In the sequel we shall need the definition of the multivariable Srivastava polynomials introduced by Srivastava and Garg [,p. 2,Eq. (1.4)] as the $s$ –triple series

$\begin{equation} S_d^{p_1, p_2, \cdots, p_s}\big(z_1, \cdots, z_s \big) = \sum\limits^{p_{1}k_{1}+\cdots+p_sk_s \leq d}_{k_1, ..., k_s = 0}(-d)_{p_1k_1+\cdots+p_sk_s} A(d, k_1, \cdots, k_s) \frac{z_1^{k_1}}{k_1!} \cdots \frac{z_s^{k_s}}{k_s!}\, , \end{equation}$

(1.14)

where $(d, p_1, \cdots, p_s) \in \mathbb N_0^{s+1}$ and the coefficients $A(d, k_1, \cdots, k_s) \in \mathbb C$ . Evidently, the case $s = 1$ corresponds to the polynomial of the form ^[27]:

$S_d^p(z) = \sum\limits^{[d/p]}_{k = 0}(-d)_{pk} A(d, k)\frac{z^k}{k!}, \qquad (d\in \mathbb{N}_{0}).$

2. Fractional integral formulae

In this section we present fractional integral formulae involving the product of multivariable Srivastava polynomials and multi-index Bessel function using left and right Marichev-Saigo-Maeda operators, which are expressed in terms of Fox-Wright function under the above specified conditions of (1.11).

- **Given data**
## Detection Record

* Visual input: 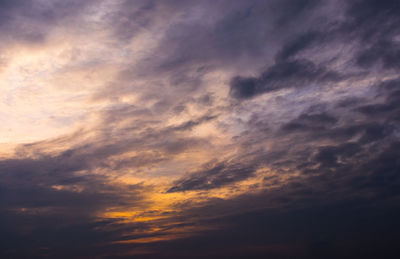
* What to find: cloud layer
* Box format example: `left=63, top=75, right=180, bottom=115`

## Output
left=0, top=0, right=400, bottom=258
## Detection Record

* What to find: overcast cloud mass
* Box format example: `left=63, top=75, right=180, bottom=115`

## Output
left=0, top=0, right=400, bottom=259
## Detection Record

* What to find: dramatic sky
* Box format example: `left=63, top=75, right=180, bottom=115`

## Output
left=0, top=0, right=400, bottom=259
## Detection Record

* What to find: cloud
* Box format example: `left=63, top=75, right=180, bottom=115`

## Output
left=230, top=60, right=342, bottom=99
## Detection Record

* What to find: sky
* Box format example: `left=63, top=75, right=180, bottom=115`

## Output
left=0, top=0, right=400, bottom=259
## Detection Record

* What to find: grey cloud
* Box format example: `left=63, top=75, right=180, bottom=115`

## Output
left=230, top=59, right=343, bottom=99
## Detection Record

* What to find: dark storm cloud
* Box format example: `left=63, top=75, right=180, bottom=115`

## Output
left=0, top=0, right=400, bottom=258
left=230, top=60, right=342, bottom=99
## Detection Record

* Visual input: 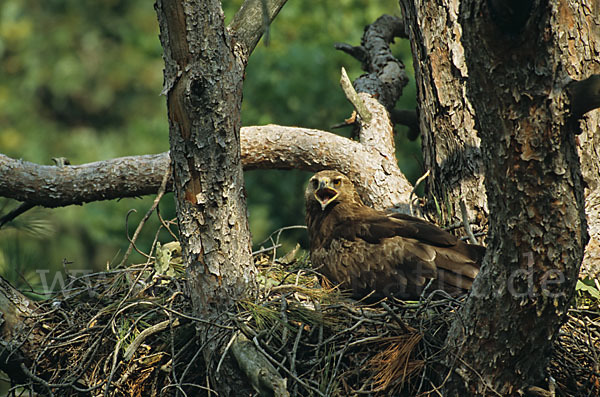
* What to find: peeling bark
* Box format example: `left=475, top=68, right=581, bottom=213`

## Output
left=0, top=125, right=412, bottom=209
left=400, top=0, right=488, bottom=223
left=436, top=0, right=587, bottom=396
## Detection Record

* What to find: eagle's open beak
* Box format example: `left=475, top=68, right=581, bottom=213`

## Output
left=315, top=183, right=340, bottom=211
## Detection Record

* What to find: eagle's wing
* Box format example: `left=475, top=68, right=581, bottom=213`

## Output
left=329, top=207, right=485, bottom=292
left=334, top=207, right=459, bottom=247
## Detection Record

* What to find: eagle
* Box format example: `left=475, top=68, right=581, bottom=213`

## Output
left=305, top=170, right=485, bottom=299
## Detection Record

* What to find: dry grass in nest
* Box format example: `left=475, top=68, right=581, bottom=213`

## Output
left=7, top=240, right=600, bottom=397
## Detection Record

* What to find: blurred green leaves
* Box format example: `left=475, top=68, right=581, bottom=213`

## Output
left=0, top=0, right=421, bottom=279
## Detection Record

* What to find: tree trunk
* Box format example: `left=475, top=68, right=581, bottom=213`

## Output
left=401, top=0, right=593, bottom=395
left=156, top=0, right=256, bottom=395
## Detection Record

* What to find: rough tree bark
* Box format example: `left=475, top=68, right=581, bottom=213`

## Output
left=401, top=0, right=587, bottom=395
left=400, top=0, right=488, bottom=223
left=155, top=0, right=285, bottom=395
left=0, top=125, right=412, bottom=212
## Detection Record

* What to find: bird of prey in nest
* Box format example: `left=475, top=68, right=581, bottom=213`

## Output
left=305, top=171, right=485, bottom=299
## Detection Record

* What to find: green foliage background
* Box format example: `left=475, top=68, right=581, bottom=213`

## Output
left=0, top=0, right=421, bottom=288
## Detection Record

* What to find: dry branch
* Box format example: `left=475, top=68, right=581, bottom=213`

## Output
left=228, top=0, right=287, bottom=59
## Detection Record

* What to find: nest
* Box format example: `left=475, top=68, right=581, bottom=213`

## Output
left=7, top=243, right=600, bottom=396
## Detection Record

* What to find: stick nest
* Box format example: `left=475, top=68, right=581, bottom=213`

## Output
left=12, top=243, right=600, bottom=396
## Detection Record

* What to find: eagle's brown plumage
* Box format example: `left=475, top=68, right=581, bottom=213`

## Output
left=305, top=171, right=485, bottom=299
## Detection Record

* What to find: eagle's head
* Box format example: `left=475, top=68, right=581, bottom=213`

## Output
left=305, top=170, right=357, bottom=211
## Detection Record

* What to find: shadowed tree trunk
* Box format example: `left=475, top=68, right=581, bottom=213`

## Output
left=155, top=0, right=285, bottom=395
left=401, top=0, right=598, bottom=396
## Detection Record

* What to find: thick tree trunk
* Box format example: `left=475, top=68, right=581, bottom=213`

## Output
left=401, top=0, right=587, bottom=396
left=156, top=0, right=255, bottom=316
left=400, top=0, right=488, bottom=221
left=156, top=0, right=256, bottom=395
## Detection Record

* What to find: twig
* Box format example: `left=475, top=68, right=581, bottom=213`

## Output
left=119, top=165, right=171, bottom=267
left=408, top=170, right=431, bottom=216
left=123, top=318, right=180, bottom=361
left=0, top=203, right=35, bottom=229
left=340, top=67, right=373, bottom=124
left=459, top=198, right=478, bottom=244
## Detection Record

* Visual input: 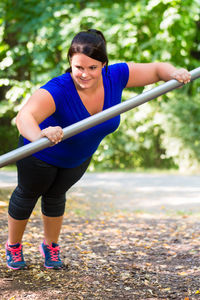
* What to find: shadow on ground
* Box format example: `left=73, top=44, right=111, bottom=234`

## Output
left=0, top=184, right=200, bottom=300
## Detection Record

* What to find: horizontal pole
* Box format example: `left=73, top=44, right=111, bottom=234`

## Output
left=0, top=67, right=200, bottom=168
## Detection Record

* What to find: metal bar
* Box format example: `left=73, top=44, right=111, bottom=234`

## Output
left=0, top=67, right=200, bottom=168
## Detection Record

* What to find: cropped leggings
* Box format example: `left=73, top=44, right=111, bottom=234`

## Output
left=8, top=150, right=91, bottom=220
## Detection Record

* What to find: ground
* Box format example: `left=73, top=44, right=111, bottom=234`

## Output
left=0, top=173, right=200, bottom=300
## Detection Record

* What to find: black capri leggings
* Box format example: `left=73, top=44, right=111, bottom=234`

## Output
left=8, top=137, right=91, bottom=220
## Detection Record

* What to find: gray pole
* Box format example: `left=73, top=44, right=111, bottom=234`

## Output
left=0, top=67, right=200, bottom=168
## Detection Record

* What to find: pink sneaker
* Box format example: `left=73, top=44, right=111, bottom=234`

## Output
left=6, top=242, right=26, bottom=270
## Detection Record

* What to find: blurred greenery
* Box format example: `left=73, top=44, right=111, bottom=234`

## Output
left=0, top=0, right=200, bottom=169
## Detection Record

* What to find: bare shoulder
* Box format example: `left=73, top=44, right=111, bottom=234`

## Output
left=126, top=62, right=159, bottom=87
left=19, top=89, right=56, bottom=122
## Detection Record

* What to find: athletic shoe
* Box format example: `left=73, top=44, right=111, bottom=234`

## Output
left=6, top=242, right=26, bottom=270
left=40, top=242, right=63, bottom=269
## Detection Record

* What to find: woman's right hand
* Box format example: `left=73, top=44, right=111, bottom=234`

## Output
left=41, top=126, right=63, bottom=144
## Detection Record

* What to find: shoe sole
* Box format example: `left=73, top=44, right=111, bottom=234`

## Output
left=39, top=244, right=63, bottom=270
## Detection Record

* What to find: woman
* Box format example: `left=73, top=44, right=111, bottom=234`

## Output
left=6, top=30, right=190, bottom=269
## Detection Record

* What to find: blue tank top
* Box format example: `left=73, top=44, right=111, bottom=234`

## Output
left=24, top=63, right=129, bottom=168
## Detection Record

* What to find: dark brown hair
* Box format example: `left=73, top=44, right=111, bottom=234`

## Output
left=66, top=29, right=108, bottom=72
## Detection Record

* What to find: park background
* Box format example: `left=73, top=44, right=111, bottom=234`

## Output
left=0, top=0, right=200, bottom=171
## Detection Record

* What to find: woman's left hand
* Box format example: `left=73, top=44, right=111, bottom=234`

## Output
left=171, top=69, right=191, bottom=84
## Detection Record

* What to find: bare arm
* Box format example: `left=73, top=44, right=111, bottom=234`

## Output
left=16, top=89, right=63, bottom=143
left=126, top=63, right=191, bottom=87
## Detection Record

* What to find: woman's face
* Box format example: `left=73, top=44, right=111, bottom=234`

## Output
left=71, top=53, right=105, bottom=90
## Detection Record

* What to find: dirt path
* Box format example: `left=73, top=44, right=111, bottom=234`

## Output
left=0, top=173, right=200, bottom=300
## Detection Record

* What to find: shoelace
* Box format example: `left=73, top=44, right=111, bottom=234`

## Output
left=48, top=246, right=60, bottom=261
left=9, top=246, right=22, bottom=262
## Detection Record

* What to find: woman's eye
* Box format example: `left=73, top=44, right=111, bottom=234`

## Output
left=90, top=66, right=97, bottom=70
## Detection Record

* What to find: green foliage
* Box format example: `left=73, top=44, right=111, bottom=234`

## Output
left=0, top=0, right=200, bottom=168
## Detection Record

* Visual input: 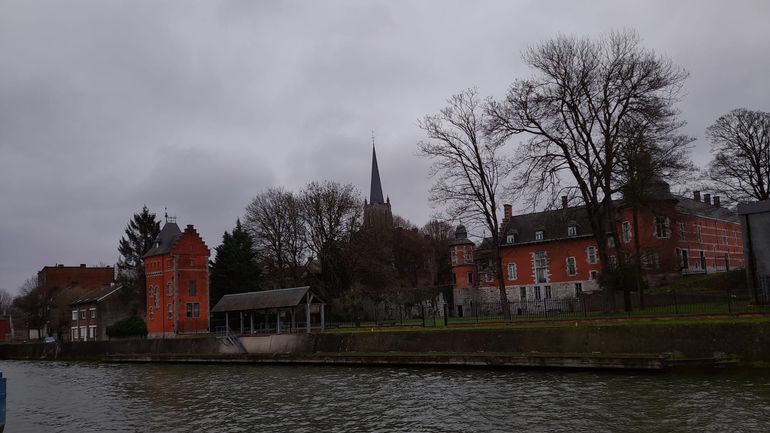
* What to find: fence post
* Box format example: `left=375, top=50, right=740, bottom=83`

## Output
left=673, top=289, right=679, bottom=314
left=444, top=303, right=449, bottom=328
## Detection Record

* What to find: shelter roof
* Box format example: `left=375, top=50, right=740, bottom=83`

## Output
left=211, top=286, right=320, bottom=313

- **Task requirements**
In the text on multivariable Srivastava polynomials, which operators does Section 2 use to present the fractional integral formulae?

- **Result of this task**
The left and right Marichev-Saigo-Maeda operators.